● Material for this exercise:
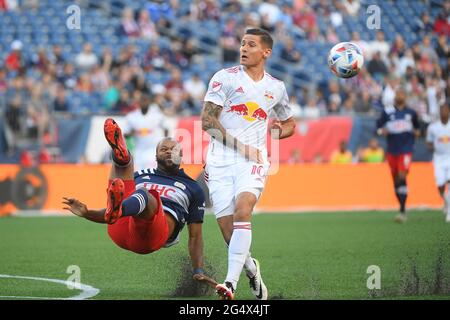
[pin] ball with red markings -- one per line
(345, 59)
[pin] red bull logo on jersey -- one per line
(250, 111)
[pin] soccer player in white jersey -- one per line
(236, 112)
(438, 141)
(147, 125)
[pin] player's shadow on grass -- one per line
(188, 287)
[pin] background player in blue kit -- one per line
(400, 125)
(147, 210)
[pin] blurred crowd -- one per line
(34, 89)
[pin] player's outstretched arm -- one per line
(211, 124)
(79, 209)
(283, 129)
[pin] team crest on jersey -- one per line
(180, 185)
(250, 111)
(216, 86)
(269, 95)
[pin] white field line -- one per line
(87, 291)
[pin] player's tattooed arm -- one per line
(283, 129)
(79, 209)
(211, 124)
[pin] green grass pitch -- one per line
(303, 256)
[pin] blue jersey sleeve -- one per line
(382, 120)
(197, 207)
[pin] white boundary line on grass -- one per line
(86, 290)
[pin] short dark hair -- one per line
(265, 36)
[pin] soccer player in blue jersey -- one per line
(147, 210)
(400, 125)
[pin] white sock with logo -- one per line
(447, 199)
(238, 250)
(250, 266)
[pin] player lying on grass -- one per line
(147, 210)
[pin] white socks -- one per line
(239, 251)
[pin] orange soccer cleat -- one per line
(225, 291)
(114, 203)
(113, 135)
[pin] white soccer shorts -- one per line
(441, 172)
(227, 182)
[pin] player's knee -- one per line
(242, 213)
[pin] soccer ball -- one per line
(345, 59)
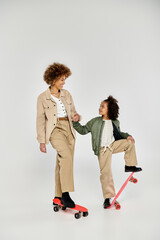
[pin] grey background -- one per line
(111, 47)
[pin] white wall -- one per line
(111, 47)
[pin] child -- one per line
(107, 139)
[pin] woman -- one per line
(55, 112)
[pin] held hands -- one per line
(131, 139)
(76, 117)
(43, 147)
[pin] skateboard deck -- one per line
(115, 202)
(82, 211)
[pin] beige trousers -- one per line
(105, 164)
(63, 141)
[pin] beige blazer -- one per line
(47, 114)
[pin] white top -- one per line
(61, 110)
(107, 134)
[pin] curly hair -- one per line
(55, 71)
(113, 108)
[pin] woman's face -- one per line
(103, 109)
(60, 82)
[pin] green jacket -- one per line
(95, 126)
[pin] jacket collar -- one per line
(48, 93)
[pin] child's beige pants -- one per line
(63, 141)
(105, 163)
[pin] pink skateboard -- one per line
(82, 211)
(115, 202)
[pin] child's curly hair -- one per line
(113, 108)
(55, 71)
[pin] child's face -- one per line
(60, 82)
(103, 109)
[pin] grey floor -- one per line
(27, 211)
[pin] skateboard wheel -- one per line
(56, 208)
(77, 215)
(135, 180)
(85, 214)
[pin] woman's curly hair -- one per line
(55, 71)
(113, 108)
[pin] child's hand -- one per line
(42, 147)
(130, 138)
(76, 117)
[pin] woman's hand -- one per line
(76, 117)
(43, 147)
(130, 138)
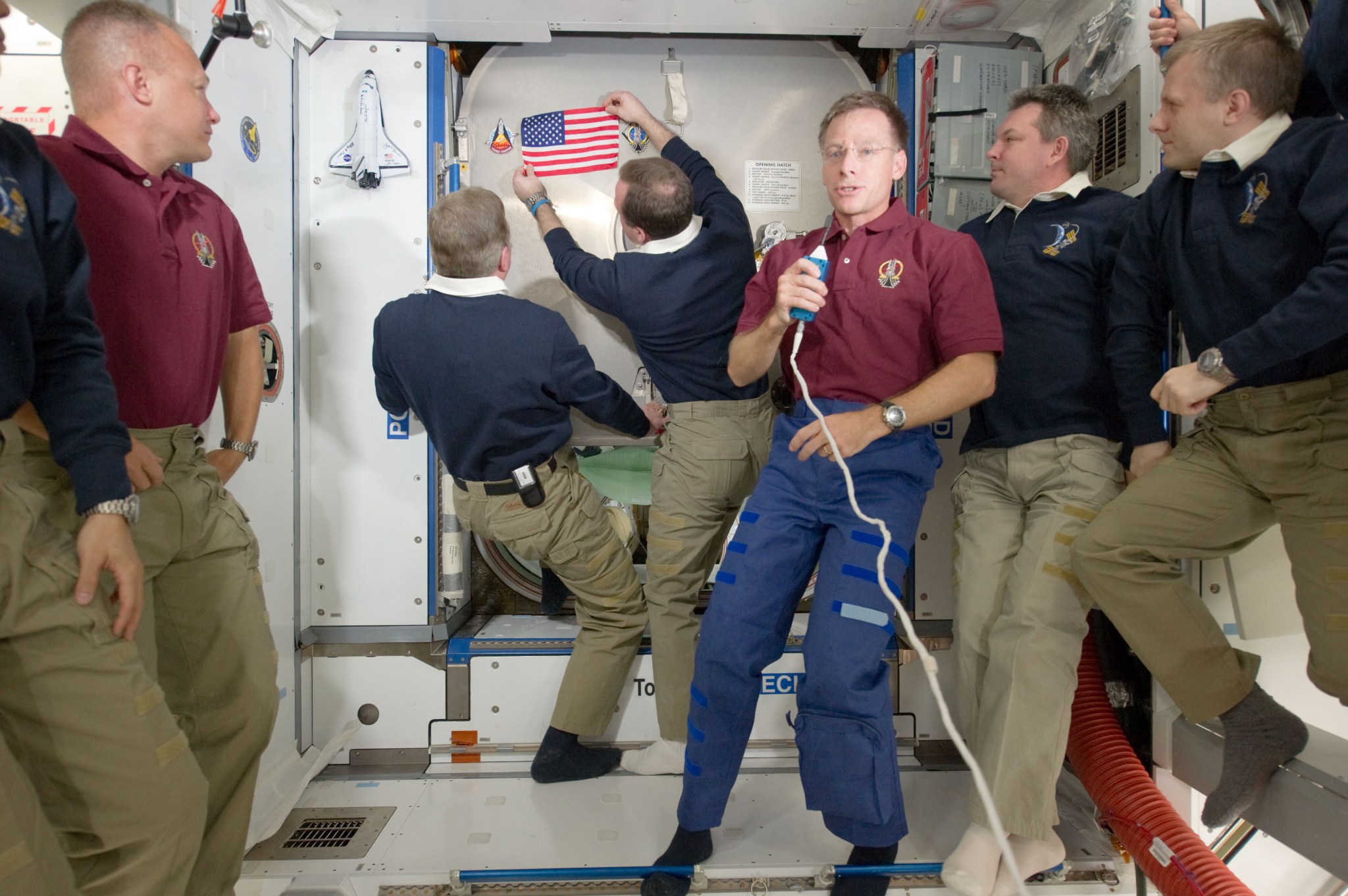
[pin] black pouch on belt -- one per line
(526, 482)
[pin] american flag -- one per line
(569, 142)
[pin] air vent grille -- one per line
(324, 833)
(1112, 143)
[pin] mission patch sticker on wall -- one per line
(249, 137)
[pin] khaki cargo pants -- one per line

● Activity:
Your answer should consist solely of the lines from the one with "[pin] child's curly hair -- one per line" through the last line of the entries, restated word for word, with the pictures omitted.

● Answer to the exercise:
[pin] child's curly hair -- one per line
(113, 108)
(55, 71)
[pin] child's face -- one per line
(60, 82)
(103, 109)
[pin] grey floor -- one per line
(27, 211)
[pin] skateboard wheel -- one per line
(56, 208)
(77, 215)
(135, 180)
(85, 214)
[pin] woman's curly hair -- one per line
(55, 71)
(113, 108)
[pin] child's hand -- one per line
(42, 147)
(130, 138)
(76, 117)
[pin] woman's hand -- one per line
(76, 117)
(43, 147)
(130, 138)
[pin] black pouch on belt -- one per line
(526, 482)
[pin] american flag -- one per line
(569, 142)
[pin] air vent grille -- one per line
(324, 833)
(1112, 143)
[pin] mission patch sticker on wall -- one per line
(249, 137)
[pin] khaki cargo pants -- one per line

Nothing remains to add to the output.